▸ GIVEN TEXT

AI for Ad Ingest
By Srilal Weera, Ph.D.
Some enjoy TV ads and some don’t, but most are unaware of the amount of oversight involved in delivering these ads. Federal agencies such as FCC, FDA, FTC and FEC have a say in what can be shown (or rather what cannot be shown) to the public. In addition to the regulatory purview, contractual obligations with content owners also dictate the ad display. For example, if an alcohol ad is accidentally displayed during a Little League sports program, that can lead to heavy fines as well as bad PR for the content distributor (also known as the service provider or network operator).
To avoid such mishaps, trained teams manually examine tens of thousands of ads a month and quarantine the failed ones. The challenge for AI is how to automate that process with a machine learning engine embedded within the ad ingest workflow.
Multichannel video programming distributors (MVPD) are service providers that deliver video content to consumers. In the US it is a highly regulated industry. The term covers not only traditional cable companies, but any entity that provides TV service to consumers via fiber, coax, satellite, DSL or wireless. With the advent of Internet-based TV services, the moniker is modified as V-MVPD (virtual MVPD). The content distributors are still responsible for the displayed video content, including advertisements. This places the onus on the distributor to prevent the non-compliant content from reaching the TV audience. Such restricted categories would include ads featuring alcohol, firearms, gambling, drugs, violence as well as trademarks, copyrighted content, explicit content, political content, etc. Identifying these categories may pose a challenge to a machine learning tool, as off-the-shelf products are more oriented towards facial recognition.
In common usage, machine learning tools for video products do a multi-pass analysis with each pass identifying specific characteristics, such as faces, common objects, celebrities, etc. The results are presented as content descriptor metadata (labels). An accompanying “confidence level” indicates the accuracy of prediction. Customizing off-the-shelf products for carrier-class video applications requires a certain amount of post-processing, or else the results could be tainted with false positives and false negatives (the latter occurs when the machine learning tool misses a true signature).

▸ TASKS TO COMPLETE
• A. How would you put this sentence from the ad ingest article into Spanish: "The content distributors are still responsible for the displayed video content, including advertisements."
• B. Can you pick up the ad ingest article after its last paragraph and keep writing it?

▸ DATASET ENTRIES
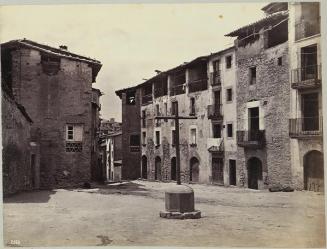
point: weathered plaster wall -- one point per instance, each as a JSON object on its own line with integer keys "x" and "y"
{"x": 300, "y": 147}
{"x": 271, "y": 92}
{"x": 131, "y": 118}
{"x": 52, "y": 101}
{"x": 18, "y": 174}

▸ ANSWERS TO THE EXERCISE
• A. Los distribuidores de contenido siguen siendo responsables del contenido de video que se muestra, incluidos los anuncios.

• B.
Resurgence of contextual advertising
In the last two decades, cookie-based user tracking was the primary mode for targeted advertising. The latest privacy regulations, however, are making such data collection practices unacceptable. Advertisers are thus eager to find alternative means to promote their brands. Contextual advertising is deemed a suitable option as it does not infringe on personal data. However, that necessitates powerful AI capabilities for extracting contextual data from a scene.
Algorithms for video classification
Object detection and recognition are classification problems in machine learning. Compared to image analysis, video is inherently complex. While image analysis has only spatial dependence, video analysis involves the temporal component. The statistical algorithms generally used in the analysis are based on decision-trees, support vector machines (SVM), and k-nearest neighbors (KNN). The current trend, however, is for neural network-based algorithms. This is mainly due to two drivers: prevalence of large amounts of data for training and the availability of high speed GPUs for parallel computing.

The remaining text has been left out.